The lines you return should be those containing the string "GeoJSON", taken from the data below.

***** RECORDS FOR THIS EXERCISE *****

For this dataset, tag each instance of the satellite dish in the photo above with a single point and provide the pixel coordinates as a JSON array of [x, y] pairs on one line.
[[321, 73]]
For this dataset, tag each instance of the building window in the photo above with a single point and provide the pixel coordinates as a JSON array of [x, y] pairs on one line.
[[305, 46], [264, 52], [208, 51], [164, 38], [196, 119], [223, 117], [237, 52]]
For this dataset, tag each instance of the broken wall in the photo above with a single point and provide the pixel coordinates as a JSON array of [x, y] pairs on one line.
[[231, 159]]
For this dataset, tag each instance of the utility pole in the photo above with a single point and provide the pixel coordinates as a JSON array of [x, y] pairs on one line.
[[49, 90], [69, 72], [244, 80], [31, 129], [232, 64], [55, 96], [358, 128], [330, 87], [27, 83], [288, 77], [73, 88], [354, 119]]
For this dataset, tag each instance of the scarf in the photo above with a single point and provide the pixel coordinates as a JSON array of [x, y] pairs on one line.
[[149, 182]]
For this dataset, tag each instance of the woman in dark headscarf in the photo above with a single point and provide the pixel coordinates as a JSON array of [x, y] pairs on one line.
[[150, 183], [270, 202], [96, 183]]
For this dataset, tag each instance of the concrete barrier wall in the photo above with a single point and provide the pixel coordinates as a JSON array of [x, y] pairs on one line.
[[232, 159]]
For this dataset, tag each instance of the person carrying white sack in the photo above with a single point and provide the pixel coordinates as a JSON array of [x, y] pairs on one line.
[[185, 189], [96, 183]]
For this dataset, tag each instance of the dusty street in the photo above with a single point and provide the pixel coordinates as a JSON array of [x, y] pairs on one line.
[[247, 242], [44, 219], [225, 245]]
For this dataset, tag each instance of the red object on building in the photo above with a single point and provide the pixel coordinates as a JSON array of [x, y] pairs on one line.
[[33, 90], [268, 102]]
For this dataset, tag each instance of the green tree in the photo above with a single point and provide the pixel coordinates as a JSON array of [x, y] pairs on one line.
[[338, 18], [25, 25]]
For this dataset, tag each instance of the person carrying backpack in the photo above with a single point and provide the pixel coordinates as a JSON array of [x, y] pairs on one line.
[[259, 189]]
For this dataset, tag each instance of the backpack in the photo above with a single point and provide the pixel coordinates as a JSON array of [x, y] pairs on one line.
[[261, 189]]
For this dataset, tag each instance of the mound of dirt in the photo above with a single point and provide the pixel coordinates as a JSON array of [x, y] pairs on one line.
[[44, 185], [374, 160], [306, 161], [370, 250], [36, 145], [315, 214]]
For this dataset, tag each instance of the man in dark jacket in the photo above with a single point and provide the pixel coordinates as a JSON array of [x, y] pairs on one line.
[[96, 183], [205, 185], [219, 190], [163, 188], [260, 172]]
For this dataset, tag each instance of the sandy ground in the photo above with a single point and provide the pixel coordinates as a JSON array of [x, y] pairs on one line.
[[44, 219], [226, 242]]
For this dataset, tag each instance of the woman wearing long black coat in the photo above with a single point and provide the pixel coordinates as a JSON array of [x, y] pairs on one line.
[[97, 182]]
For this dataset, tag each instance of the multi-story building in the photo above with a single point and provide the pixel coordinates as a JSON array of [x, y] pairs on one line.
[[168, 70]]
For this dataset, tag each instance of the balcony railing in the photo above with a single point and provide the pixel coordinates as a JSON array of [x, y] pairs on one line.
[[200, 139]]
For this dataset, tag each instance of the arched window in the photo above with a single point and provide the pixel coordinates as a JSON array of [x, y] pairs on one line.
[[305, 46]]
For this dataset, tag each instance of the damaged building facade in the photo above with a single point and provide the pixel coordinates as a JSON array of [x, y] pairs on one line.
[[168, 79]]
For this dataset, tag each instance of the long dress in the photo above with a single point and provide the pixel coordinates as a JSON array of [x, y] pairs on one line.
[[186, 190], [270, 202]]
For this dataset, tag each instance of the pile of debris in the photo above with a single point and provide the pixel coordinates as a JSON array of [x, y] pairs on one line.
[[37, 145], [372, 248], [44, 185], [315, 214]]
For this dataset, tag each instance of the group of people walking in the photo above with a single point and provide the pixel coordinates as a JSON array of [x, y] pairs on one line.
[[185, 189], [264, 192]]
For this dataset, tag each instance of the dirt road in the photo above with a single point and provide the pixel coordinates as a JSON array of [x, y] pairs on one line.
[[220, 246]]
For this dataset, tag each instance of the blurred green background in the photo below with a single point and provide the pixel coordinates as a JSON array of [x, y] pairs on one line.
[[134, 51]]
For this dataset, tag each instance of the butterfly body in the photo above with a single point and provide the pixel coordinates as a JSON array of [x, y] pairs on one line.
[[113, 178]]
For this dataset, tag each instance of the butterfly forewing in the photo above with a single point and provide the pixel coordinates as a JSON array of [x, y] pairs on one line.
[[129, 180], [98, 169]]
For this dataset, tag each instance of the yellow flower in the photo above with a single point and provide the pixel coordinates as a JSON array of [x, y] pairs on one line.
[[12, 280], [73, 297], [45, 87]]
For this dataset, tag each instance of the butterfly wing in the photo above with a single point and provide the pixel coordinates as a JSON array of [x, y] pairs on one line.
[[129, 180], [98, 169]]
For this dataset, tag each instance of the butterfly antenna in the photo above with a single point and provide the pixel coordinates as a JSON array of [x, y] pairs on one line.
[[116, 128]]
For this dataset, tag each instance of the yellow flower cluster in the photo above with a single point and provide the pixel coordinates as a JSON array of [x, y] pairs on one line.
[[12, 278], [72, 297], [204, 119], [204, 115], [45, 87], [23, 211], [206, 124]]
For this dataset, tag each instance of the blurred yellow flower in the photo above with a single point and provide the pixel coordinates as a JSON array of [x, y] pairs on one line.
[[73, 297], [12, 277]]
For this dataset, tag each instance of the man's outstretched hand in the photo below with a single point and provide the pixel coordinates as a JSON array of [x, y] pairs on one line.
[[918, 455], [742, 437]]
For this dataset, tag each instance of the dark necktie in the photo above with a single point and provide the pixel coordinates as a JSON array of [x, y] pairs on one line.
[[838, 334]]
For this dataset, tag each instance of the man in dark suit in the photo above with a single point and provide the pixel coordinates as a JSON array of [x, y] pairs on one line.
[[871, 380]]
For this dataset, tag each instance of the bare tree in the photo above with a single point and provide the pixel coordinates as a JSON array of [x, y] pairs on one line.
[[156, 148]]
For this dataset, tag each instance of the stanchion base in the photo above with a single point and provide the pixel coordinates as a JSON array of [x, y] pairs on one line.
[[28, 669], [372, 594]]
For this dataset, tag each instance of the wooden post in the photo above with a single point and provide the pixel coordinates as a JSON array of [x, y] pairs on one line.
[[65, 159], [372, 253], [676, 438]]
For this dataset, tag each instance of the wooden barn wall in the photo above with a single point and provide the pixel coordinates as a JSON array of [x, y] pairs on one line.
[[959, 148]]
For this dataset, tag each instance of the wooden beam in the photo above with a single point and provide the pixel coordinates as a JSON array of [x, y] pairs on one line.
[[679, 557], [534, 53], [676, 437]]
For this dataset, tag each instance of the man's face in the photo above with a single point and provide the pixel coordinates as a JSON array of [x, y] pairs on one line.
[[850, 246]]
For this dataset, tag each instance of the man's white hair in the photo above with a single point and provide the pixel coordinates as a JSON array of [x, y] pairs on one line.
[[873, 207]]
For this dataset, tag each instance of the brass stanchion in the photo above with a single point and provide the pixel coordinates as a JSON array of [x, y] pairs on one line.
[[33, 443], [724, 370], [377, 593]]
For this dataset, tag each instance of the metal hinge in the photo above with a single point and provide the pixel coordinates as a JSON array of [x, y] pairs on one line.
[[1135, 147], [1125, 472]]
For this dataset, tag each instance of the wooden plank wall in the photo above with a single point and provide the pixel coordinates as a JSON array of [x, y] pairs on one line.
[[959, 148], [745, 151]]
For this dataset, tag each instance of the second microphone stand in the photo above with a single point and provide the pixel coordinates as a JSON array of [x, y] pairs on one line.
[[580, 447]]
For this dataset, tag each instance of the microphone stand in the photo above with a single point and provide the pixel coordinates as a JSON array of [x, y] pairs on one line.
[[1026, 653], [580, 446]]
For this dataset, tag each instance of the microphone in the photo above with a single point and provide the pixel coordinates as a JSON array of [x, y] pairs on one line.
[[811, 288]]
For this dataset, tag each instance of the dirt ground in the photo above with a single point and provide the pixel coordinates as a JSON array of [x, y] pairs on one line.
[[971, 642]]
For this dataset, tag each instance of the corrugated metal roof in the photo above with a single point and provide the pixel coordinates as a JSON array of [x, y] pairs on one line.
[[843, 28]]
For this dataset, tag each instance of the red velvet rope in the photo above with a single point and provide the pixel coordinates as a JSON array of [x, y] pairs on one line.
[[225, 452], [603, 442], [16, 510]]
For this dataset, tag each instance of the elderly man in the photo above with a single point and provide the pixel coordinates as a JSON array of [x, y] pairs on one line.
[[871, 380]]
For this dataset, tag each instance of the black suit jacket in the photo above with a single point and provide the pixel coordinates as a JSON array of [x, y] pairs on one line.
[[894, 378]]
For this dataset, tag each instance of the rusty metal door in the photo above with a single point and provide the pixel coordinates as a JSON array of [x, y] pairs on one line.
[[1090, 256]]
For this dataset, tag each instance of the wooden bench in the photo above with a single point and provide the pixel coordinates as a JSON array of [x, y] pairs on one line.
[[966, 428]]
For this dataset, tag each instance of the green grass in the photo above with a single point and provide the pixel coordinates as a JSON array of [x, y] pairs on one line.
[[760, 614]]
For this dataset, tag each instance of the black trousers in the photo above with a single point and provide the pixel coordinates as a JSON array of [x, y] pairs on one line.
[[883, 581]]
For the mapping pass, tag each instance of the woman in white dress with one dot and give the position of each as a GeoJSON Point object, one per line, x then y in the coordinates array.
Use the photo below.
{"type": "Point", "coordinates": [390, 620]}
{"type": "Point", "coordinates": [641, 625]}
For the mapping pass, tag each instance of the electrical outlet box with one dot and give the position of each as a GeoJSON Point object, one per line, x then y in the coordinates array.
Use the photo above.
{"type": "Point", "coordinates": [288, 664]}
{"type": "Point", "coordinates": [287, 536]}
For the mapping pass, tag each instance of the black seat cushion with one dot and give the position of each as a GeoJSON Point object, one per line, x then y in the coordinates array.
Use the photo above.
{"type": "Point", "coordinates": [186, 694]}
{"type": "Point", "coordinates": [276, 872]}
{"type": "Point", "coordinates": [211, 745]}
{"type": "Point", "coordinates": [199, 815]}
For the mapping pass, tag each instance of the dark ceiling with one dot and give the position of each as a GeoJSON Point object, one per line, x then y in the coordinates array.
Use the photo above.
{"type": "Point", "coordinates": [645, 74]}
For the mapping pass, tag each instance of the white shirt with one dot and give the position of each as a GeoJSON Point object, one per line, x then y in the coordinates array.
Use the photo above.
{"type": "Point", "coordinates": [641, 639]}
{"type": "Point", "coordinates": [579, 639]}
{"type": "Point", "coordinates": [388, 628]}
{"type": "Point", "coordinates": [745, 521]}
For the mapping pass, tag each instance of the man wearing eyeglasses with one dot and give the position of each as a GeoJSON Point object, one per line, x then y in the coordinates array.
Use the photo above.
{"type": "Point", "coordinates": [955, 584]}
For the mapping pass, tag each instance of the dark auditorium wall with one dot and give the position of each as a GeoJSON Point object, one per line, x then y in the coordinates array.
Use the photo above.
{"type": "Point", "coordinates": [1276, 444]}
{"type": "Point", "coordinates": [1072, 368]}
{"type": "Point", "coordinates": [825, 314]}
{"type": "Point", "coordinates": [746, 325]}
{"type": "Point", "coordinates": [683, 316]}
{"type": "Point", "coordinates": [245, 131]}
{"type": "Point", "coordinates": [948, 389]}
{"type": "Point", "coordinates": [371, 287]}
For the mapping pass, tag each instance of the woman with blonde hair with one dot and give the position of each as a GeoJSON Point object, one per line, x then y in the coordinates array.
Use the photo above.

*****

→ RESPONSE AREA
For the mapping pass, tag each instance of the woman in white dress with one dot and give the position of each as a GeoJSON Point object, one per line, x then y in the coordinates array.
For the mapping pass, tag each instance of the electrical outlet box with one dot and give the position of each as a GeoJSON Point object, one per line, x then y in the coordinates array.
For the mapping pass, tag each instance of the black seat cushion with one dot and give the position of each as a GeoJSON Point object, one per line, x then y in the coordinates array.
For the mapping pass, tag each instance of the dark ceiling with one dot and give the position of each as a GeoJSON Point object, one per line, x then y in the coordinates array.
For the mapping pass, tag each instance of the white shirt with one dot and give the position of each as a GeoJSON Point object, one per line, x then y in the coordinates array.
For the mapping pass, tag each instance of the man wearing eyeglasses with one dot and give the position of each as a GeoJSON Point object, one per line, x then y in the coordinates array.
For the mapping pass, tag each instance of the dark auditorium wall with one dot and give the position of each as a GeoJSON Point object, one per line, x then y in the coordinates array.
For the mapping pass, tag each instance of the woman with blonde hair with one dot and give the position of each as a GeoJSON Point object, one per line, x then y in the coordinates array.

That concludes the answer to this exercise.